→ **Exercise 1**:
Decide whether each statement agrees with the source text. Answer yes or no and quote the words of the source text that decide it.
(a) Stanford Law School and Peking University co-sponsor the conference.
(b) Professor Fairfield's work is titled "Virtual Currency."
(c) The panel discussion will be held at the German Embassy.
→ **Exercise 2**:
Answer these questions from the source text:
(a) At what time will the panel discussion start?
(b) Which banking crisis does the source text name?
(c) In what year was The Constitutional Jurisprudence of the Federal Republic of Germany published?
→ **Exercise 3**: Write out the source text starting with "The conference is" and going on through "items and currency.", switching "conference" to "symposium".

→ **Source text**:
+ + + +

The conference is co-sponsored by Stanford Law School and Peking University, and draws together internationally-recognized scholars from the United States, China, and across the world. The conference addresses issues of cutting edge intellectual property and e-commercial law, including the growing trade in virtual items and currency.
Professor Fairfield’s work, entitled “Virtual Gravity,” will address the emergence of virtual items, virtual currencies, and microtransactions as a major means of financing internet services. For example, the virtual currency BitCoin has recently risen to prominence as parties seeking to shield money from the Cypriot banking crisis invest in the online money. Professor Fairfield’s research explores the differences between Europe, the United States, and China in addressing the rise of virtual items. It also explores the gravitational pull that the technology of digital objects exerts on the form and shape of the law.
Here is the press release from the American Institute for Contemporary German Studies regarding today’s appearance by W&L Law Professor Russell Miller:
AICGS, the Goethe-Institut’s Mapping Democracy Series, the German Embassy-Cultural Division, and the Robert Bosch Foundation Alumni Association are pleased to host Donald Kommers and Russell Miller, co-authors of The Constitutional Jurisprudence of the Federal Republic of Germany (2012), for a panel discussion on “The Constitutional Framework for German Democracy.” The event will take place at 6:30pm on Thursday, April 11, 2013, at the Goethe-Institut, 812 Seventh St, NW.

+ + + +

→ **Source data**:

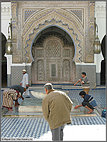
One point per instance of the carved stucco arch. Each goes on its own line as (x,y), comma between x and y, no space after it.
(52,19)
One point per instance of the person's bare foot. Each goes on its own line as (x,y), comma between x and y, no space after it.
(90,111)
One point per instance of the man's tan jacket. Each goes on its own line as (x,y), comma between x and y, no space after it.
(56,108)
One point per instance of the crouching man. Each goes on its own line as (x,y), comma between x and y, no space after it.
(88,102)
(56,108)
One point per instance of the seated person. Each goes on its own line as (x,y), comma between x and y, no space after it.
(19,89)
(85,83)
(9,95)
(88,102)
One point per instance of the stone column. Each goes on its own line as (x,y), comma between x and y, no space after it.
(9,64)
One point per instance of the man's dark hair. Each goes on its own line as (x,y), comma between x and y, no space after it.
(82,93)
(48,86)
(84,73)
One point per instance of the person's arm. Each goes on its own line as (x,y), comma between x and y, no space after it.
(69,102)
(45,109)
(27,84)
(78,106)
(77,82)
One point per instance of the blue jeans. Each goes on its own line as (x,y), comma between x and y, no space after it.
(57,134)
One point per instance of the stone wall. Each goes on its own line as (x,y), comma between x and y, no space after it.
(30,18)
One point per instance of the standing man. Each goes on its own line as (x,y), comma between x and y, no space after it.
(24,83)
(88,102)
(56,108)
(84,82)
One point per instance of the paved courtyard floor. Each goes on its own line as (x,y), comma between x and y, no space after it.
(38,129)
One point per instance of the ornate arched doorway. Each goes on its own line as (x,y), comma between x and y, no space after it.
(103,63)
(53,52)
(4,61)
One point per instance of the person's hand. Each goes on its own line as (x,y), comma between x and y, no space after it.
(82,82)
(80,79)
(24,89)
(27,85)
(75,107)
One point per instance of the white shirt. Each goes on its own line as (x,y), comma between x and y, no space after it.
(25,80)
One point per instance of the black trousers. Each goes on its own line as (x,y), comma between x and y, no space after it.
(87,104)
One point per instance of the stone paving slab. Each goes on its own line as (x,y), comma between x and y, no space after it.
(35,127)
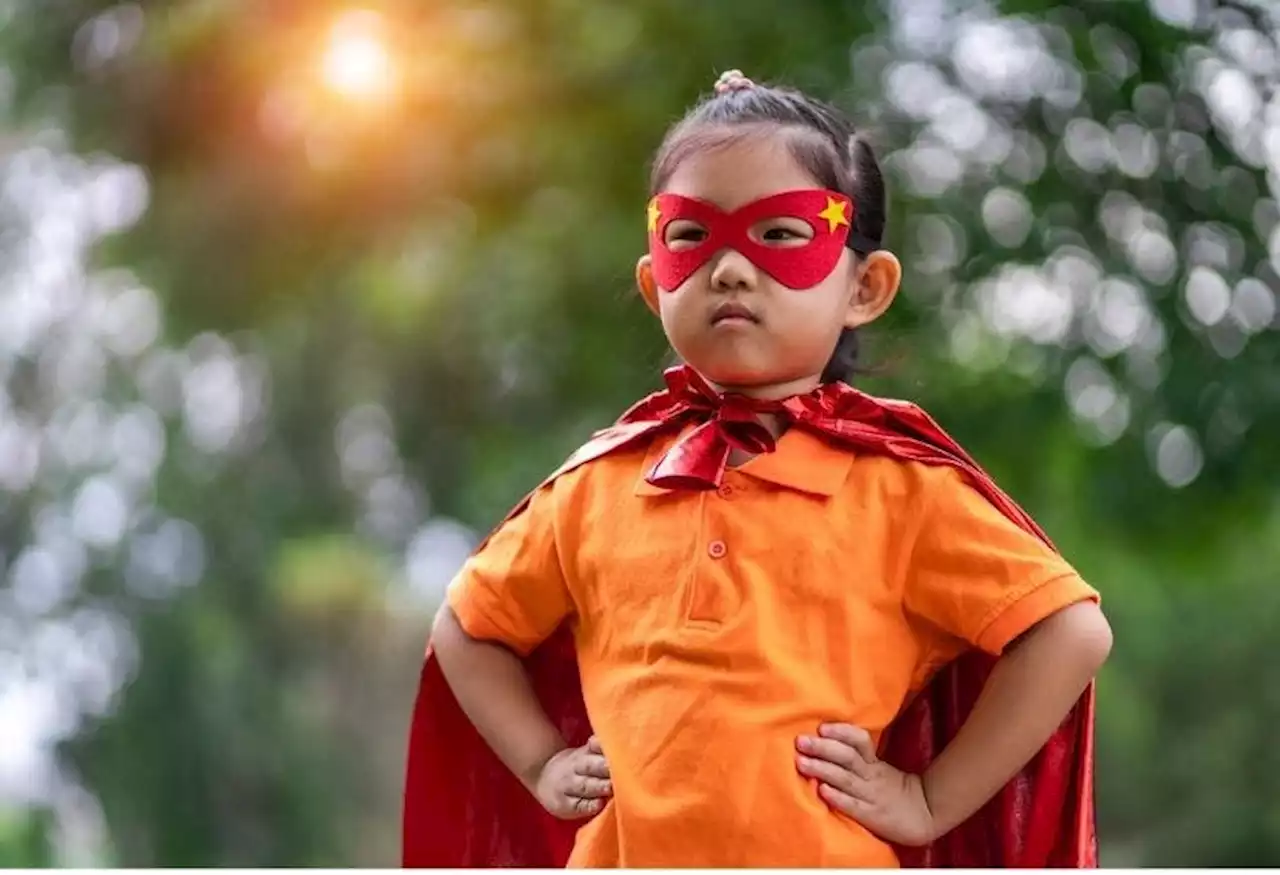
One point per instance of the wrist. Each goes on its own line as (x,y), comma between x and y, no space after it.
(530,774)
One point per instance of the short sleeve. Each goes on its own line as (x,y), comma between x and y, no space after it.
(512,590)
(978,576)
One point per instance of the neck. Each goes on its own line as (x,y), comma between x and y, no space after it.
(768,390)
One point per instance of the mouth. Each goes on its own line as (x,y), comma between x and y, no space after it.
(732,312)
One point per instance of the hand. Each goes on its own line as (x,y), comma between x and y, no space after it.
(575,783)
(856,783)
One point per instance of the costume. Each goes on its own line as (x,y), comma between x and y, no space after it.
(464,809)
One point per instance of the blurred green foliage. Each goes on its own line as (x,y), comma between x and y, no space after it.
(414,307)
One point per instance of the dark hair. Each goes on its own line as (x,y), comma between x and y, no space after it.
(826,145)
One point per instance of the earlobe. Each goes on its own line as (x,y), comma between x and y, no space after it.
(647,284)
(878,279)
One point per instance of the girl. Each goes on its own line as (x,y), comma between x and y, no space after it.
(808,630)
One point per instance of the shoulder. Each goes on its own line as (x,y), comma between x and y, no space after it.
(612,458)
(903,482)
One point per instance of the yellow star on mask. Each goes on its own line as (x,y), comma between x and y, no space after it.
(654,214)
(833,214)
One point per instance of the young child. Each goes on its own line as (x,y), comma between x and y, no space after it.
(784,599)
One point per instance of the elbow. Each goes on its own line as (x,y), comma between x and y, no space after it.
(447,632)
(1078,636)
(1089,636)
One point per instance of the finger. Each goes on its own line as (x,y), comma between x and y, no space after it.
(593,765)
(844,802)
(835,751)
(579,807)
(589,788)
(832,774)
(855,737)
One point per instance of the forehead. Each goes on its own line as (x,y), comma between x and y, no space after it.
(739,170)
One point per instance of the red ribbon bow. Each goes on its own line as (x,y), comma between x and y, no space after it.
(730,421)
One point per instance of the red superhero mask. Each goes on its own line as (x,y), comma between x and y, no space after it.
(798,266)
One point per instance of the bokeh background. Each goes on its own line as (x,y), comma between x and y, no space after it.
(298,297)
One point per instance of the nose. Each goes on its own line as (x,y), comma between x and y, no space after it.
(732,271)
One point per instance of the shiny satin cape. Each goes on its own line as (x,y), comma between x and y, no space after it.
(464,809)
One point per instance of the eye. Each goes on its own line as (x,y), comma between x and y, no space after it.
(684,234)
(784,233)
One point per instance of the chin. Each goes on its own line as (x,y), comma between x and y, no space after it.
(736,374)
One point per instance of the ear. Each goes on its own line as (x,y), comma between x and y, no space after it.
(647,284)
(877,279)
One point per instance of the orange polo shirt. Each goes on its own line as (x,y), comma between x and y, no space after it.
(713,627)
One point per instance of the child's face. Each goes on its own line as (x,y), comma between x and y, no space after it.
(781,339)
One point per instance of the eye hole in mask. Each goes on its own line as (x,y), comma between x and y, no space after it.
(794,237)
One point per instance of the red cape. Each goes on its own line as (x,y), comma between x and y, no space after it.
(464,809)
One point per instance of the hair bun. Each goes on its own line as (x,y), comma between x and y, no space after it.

+ + + +

→ **Expected output 1**:
(a) Yes: "co-sponsored by Stanford Law School and Peking University"
(b) No: "entitled “Virtual Gravity,”"
(c) No: "at the Goethe-Institut, 812 Seventh St, NW."

→ **Expected output 2**:
(a) 6:30pm
(b) The Cypriot banking crisis
(c) 2012

→ **Expected output 3**:
The symposium is co-sponsored by Stanford Law School and Peking University, and draws together internationally-recognized scholars from the United States, China, and across the world. The symposium addresses issues of cutting edge intellectual property and e-commercial law, including the growing trade in virtual items and currency.